((
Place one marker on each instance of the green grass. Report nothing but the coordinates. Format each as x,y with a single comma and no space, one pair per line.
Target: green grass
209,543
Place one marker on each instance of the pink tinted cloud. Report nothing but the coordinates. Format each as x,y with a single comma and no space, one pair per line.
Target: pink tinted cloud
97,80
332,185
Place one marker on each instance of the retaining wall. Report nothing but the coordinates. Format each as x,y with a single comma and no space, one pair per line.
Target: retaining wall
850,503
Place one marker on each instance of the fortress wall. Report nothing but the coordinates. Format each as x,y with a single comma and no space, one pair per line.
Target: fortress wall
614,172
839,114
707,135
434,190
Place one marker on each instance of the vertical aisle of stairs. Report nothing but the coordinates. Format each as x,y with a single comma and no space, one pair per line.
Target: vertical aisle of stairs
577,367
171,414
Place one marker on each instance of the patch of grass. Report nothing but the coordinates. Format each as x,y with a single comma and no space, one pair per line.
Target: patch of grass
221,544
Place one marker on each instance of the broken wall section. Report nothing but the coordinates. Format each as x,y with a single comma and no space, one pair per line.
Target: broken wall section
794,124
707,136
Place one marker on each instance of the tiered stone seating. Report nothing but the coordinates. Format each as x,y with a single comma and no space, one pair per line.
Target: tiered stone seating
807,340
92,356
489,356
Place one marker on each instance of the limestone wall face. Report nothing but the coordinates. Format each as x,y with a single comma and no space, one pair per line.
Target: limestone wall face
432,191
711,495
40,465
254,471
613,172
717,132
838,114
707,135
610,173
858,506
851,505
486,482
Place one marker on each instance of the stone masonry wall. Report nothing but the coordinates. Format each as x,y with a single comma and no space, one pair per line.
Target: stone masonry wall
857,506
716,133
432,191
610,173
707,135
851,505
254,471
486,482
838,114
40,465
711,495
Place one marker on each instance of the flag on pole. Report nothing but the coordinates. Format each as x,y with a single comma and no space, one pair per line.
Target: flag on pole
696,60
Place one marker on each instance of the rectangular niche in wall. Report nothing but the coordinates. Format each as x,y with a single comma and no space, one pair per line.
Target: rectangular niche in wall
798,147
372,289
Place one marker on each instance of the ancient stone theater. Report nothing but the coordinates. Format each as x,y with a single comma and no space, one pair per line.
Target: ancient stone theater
))
> PROBLEM STATEMENT: Reproduce all of the records above verbatim, keeping every line and its order unchanged.

> RESULT BELOW:
Place one marker on each instance of the green grass. Report nothing but the coordinates. Format each as x,y with a single comma and no space, one pair per line.
Target: green grass
209,543
Place one marker on each instance of the pink tinted cloud. Report nothing but the coordinates. Format each as x,y with a single comma and no space, one pair per line.
Target: pink tinted cloud
97,80
332,185
Place one marker on each instance of the retaining wall. Report nothing but the coordinates. Format each as x,y with a single comma and no space, one pair per line.
Target: retaining wall
850,503
Place one marker on each instance of the fortress wall. Report nothing but the coordinates. Format each as x,y with a single comma and no space, one pair per line.
Target: fortress wall
614,172
839,114
707,135
434,190
Place one marker on each instance of the vertical aisle of stairs. Report nothing but the coordinates. Format each as x,y with a single comma and no space, one pair per line.
Target: vertical aisle of stairs
577,367
171,414
Place one marker on each instance of the patch of grass. Report nothing but the coordinates. Format each as x,y with a single comma and no space, one pair per line.
Target: patch of grass
221,544
Place one marker on each instance of the broken wall section. Report nothing but the coordinates. Format each as x,y with a single comma and no space, one pair per line.
Target: broken wall section
794,124
707,136
Place one marker on each instance of the tiered stone seating. Report nothing but the coordinates. Format each as x,y with a single comma and no space, one pair per line.
Target: tiered stone seating
807,340
92,356
489,356
Place one marker on each instance of the limestone wall face. Report nothing but the coordinates. Format each as x,y with a single comma and no space, one pair per line.
Target: limestone wall face
432,191
711,495
40,465
254,471
613,172
717,132
838,114
707,135
610,173
858,506
851,505
486,482
Place one marker on each instance of the stone masonry wall. Report nothing but the coordinates. Format each as x,y with a single comma and no space, one pair per line.
Target: stone masonry wall
857,506
716,133
432,191
610,173
707,135
851,505
254,471
486,482
838,114
40,465
711,495
Place one marker on each instance of the flag on pole. Report nothing but the coordinates. Format each as x,y with a single comma and no space, one pair per line.
Target: flag on pole
696,60
Place one marker on each instance of the rectangular niche in wall. Report nothing but the coordinates. Format each as x,y with a single comma and no space, one pair per line.
Target: rectangular niche in wall
798,147
372,289
Place one marker on each instance of the ancient stone theater. Report nothing but the coordinates. Format each as x,y with a single comma and no space, one pair per line.
Target: ancient stone theater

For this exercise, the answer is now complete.